## [Passage given]
+++

Moses’ Prayer for Humanity

The goal of life, according to the poet, is to “obtain a wise heart” (v. 12). Knowing that the human lifespan is limited, the psalmist urges us to think about how we spend our days. How can we actively participate in the prospering of the “work of our hands” (v. 17)? Like Moses in this psalm, we too beseech God to deal favorably with us as we make our life journeys.

+++

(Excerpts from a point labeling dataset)
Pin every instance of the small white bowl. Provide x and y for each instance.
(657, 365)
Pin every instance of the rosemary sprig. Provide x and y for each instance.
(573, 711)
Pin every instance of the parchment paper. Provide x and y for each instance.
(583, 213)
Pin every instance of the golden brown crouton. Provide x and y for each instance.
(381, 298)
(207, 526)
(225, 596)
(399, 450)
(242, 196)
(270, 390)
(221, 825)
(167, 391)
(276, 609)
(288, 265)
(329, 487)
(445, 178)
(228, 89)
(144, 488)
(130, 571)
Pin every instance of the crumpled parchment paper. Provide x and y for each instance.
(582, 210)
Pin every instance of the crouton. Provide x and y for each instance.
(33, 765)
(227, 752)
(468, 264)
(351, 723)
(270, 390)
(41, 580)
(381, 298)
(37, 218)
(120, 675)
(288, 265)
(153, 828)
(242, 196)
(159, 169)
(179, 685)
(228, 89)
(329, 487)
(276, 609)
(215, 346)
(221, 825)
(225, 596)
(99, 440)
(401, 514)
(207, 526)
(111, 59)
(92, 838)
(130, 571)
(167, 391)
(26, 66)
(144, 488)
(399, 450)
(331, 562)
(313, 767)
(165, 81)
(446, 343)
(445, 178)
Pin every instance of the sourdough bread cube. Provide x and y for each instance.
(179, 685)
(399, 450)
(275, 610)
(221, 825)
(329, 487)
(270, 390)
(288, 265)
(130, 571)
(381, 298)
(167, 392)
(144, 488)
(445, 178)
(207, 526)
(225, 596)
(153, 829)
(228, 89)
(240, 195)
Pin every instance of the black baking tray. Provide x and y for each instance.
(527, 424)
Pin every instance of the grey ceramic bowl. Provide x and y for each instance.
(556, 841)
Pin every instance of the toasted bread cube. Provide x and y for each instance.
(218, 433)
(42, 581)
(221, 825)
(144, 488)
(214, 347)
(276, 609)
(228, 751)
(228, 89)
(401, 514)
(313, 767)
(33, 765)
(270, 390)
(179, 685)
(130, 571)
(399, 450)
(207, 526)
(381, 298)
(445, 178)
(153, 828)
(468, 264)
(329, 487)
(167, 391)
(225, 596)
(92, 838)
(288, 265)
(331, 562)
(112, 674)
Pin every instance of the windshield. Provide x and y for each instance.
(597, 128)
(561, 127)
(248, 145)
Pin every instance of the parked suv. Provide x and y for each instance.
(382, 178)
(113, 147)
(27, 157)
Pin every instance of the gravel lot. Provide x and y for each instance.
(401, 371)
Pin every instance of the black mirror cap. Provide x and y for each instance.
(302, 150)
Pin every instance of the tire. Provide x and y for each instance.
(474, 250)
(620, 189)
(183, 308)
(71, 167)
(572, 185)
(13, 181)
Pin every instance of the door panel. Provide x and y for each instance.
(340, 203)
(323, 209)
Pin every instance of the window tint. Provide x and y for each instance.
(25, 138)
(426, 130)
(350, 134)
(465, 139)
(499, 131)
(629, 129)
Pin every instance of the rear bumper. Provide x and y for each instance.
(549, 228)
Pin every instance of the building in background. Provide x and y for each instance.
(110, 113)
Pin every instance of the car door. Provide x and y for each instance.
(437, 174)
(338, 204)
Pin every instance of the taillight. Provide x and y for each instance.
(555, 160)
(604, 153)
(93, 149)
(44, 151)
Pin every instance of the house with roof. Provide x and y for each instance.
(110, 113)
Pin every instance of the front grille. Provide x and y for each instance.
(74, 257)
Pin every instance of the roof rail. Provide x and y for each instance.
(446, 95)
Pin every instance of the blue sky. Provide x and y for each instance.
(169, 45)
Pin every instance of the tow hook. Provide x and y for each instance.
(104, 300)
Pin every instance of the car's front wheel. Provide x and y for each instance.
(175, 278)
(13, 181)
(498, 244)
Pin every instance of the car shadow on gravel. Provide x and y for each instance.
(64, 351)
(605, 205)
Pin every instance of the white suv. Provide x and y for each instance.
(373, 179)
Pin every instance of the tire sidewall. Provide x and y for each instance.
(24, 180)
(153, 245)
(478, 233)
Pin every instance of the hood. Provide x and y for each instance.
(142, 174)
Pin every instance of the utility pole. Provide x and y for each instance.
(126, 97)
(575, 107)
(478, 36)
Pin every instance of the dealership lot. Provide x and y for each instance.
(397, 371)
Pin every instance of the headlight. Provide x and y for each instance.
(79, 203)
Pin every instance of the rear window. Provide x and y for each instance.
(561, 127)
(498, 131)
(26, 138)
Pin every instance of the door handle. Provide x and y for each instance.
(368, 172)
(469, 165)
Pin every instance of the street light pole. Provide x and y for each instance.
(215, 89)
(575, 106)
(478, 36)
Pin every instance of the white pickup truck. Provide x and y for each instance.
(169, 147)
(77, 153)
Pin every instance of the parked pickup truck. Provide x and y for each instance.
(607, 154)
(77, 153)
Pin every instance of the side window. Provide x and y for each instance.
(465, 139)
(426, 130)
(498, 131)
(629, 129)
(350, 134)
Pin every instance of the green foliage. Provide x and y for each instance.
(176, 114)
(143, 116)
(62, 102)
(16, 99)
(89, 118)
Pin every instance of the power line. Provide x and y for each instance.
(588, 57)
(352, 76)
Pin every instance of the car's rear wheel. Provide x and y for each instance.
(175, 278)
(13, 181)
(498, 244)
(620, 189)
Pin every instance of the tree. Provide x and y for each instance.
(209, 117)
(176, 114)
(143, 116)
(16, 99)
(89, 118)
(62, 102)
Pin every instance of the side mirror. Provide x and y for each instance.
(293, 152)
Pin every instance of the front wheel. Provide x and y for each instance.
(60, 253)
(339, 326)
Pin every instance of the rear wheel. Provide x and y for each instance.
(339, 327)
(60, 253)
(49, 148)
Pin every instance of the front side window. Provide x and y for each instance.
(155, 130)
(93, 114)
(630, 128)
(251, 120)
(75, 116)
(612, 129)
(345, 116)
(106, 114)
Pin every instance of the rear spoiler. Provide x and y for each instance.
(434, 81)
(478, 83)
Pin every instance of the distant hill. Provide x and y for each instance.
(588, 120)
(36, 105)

+++

## [Tasks to carry out]
1 > In the passage on Moses' prayer for humanity, give the part that opens with the words containing "The goal of" and closes with "our life journeys.", substituting "writer" for "psalmist".
2 > Pick up the passage on Moses' prayer for humanity at the point where it stops and carry it forward.
The material plays no part in this work.

## [The replies]
1 >
The goal of life, according to the poet, is to “obtain a wise heart” (v. 12). Knowing that the human lifespan is limited, the writer urges us to think about how we spend our days. How can we actively participate in the prospering of the “work of our hands” (v. 17)? Like Moses in this psalm, we too beseech God to deal favorably with us as we make our life journeys.

2 >
Andrew Davis, PHD

Like Psalm 92, Psalm 90 has a unique superscription; it is a “prayer of Moses, the man of God.” As with Psalm 92, we may ask how the content of Psalm 90 relates to the superscription, and in this case, we find a strong connection between verse 13 and a famous moment in Moses’s career. When Moses interceded on behalf of the Israelites after the Golden Calf debacle, he implored YHWH to “turn (from anger)” (Hebrew sub)” and “relent” (Hebrew hinnahem) (Exodus 32:12).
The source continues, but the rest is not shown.